> Problem details
Can you quote exactly the stretch of lines from the one with "Please outline every instance of the skater's" through the final line of the material, both ends included?

> Dataset extract
•••
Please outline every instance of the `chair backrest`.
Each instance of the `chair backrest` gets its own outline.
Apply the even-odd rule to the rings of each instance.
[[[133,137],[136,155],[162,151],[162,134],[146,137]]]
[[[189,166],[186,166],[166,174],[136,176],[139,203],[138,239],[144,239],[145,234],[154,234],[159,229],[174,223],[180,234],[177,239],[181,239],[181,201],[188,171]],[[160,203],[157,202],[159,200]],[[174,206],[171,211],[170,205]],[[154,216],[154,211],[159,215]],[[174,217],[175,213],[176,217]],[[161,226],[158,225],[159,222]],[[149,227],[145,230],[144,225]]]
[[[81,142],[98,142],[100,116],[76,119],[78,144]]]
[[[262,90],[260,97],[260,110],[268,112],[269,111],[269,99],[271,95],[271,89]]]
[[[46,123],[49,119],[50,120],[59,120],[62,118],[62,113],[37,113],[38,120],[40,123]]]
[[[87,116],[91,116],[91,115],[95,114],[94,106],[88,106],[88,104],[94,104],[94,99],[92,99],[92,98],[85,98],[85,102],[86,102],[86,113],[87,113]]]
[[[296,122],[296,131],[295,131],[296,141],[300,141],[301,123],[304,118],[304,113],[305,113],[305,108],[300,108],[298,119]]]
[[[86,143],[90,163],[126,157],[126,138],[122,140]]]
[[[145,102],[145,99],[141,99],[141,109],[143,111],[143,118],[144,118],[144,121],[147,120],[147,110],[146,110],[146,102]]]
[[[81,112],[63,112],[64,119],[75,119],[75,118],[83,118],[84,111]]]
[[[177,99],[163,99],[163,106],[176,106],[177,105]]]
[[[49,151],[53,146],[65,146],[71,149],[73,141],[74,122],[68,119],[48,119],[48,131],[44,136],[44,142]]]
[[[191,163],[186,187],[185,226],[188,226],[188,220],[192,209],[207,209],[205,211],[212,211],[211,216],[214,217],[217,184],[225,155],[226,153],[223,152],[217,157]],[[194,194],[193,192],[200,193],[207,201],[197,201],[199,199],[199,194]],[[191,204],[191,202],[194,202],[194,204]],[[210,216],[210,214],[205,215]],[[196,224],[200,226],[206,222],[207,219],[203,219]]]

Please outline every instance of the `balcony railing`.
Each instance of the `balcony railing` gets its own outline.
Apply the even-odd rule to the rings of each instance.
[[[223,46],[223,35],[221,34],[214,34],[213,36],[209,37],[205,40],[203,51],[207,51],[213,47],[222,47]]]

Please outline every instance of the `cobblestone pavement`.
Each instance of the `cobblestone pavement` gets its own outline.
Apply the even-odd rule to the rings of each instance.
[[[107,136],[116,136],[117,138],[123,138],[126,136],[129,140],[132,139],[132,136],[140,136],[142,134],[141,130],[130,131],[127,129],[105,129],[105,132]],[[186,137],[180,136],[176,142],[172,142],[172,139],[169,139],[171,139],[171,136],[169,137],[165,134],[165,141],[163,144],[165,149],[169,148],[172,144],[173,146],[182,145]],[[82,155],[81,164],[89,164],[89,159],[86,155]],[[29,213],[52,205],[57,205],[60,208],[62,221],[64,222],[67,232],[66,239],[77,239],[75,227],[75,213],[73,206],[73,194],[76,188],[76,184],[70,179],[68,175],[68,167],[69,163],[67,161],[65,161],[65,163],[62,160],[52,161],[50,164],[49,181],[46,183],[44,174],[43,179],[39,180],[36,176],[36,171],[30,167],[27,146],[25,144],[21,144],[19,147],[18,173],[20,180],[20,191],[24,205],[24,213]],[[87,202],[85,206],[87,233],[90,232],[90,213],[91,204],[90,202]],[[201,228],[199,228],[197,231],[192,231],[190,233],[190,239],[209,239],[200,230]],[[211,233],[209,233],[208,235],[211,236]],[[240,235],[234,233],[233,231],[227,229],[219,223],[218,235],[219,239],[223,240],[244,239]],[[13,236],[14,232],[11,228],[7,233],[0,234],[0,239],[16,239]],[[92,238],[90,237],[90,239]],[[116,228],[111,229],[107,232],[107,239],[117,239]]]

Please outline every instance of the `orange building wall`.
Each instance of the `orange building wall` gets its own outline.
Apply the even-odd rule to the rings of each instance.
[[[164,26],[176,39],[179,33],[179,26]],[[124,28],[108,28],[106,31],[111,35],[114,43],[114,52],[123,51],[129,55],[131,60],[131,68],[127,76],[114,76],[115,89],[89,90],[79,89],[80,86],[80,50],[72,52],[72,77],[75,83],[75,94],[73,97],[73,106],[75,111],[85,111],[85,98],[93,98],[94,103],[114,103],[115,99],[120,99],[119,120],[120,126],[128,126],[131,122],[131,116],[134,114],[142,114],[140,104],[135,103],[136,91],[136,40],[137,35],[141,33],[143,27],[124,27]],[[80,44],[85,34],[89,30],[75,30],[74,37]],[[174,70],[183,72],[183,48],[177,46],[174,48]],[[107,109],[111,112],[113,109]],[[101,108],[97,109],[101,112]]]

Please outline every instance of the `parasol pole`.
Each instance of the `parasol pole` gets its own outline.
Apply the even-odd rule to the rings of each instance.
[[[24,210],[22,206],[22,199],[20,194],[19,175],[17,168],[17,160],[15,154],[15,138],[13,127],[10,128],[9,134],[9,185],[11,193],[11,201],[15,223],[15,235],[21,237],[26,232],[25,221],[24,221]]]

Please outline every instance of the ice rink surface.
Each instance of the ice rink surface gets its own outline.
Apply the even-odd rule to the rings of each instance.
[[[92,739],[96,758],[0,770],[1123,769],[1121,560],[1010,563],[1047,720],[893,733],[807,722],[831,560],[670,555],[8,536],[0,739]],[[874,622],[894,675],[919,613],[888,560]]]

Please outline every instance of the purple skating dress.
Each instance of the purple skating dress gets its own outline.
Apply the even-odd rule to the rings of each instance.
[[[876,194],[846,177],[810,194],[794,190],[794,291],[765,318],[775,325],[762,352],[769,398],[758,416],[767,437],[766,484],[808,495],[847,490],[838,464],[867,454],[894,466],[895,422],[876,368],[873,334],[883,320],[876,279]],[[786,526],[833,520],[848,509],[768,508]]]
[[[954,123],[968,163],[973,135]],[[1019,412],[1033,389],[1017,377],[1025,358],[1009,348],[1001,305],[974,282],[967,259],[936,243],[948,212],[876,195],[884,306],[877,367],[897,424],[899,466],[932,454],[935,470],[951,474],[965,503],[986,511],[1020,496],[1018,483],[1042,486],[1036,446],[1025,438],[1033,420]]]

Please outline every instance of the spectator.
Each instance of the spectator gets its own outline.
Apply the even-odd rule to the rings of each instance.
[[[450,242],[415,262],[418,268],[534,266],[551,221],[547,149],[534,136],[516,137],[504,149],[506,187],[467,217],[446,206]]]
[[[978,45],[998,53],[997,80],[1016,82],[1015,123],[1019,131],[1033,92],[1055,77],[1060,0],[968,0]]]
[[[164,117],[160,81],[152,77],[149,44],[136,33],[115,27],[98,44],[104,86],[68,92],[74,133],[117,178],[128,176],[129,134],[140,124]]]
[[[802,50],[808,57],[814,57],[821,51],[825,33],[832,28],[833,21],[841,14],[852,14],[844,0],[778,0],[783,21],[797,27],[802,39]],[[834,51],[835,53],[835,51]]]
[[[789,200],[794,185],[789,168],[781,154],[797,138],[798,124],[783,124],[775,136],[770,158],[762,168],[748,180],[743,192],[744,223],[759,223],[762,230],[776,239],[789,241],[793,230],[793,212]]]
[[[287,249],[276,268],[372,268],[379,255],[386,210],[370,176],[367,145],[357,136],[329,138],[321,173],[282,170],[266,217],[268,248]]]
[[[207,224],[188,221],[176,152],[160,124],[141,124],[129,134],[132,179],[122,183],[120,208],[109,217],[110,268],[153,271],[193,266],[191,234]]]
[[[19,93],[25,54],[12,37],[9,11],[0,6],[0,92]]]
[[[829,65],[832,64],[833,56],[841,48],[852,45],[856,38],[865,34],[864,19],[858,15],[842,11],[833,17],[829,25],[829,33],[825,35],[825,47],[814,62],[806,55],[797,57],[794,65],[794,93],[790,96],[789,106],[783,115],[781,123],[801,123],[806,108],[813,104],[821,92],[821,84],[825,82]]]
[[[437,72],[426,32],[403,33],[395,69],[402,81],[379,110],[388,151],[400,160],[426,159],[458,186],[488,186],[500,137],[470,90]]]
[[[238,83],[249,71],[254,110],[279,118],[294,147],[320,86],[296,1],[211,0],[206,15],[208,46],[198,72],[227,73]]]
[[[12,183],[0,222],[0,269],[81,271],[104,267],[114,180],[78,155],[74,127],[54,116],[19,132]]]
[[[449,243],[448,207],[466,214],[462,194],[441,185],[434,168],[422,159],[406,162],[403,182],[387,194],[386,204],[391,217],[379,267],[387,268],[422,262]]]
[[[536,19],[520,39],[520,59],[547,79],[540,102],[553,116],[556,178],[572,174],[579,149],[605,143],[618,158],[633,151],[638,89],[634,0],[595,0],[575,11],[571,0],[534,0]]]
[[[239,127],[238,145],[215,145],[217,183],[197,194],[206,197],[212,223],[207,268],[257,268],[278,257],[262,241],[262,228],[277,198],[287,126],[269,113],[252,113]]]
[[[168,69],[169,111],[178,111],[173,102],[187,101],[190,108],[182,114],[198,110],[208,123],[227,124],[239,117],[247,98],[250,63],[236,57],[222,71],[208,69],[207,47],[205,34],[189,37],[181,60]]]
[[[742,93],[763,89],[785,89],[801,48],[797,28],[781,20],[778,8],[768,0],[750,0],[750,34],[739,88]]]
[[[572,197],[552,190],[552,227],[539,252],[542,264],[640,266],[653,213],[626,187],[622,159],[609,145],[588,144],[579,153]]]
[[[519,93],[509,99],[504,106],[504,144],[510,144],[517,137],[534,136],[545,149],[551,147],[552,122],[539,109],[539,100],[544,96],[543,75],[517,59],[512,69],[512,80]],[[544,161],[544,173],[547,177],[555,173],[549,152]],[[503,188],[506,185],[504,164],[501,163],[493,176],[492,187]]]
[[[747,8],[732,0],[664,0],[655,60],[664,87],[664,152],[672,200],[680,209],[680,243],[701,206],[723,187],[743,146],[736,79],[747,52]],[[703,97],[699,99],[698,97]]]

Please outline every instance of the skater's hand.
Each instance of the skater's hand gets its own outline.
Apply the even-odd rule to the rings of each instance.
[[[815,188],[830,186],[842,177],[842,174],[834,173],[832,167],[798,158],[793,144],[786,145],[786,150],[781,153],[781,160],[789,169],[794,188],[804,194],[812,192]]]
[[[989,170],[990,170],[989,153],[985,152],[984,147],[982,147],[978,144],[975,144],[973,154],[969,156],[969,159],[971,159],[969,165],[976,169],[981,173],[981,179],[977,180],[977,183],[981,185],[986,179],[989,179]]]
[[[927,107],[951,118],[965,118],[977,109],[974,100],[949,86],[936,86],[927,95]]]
•••
> Reply to the exercise
Please outline every instance of the skater's hand.
Each instance of the skater's hand gets its own outline.
Apply the even-odd rule to the rings of each instance.
[[[815,188],[830,186],[842,177],[842,174],[834,173],[832,167],[798,158],[793,144],[786,145],[786,150],[781,153],[781,160],[789,169],[794,188],[804,194],[812,192]]]
[[[989,170],[990,170],[989,153],[985,152],[984,147],[982,147],[978,144],[975,144],[973,154],[969,156],[969,159],[971,159],[969,165],[976,169],[981,173],[981,179],[977,180],[977,183],[981,185],[986,179],[989,179]]]
[[[927,107],[951,118],[965,118],[977,109],[974,100],[949,86],[936,86],[927,95]]]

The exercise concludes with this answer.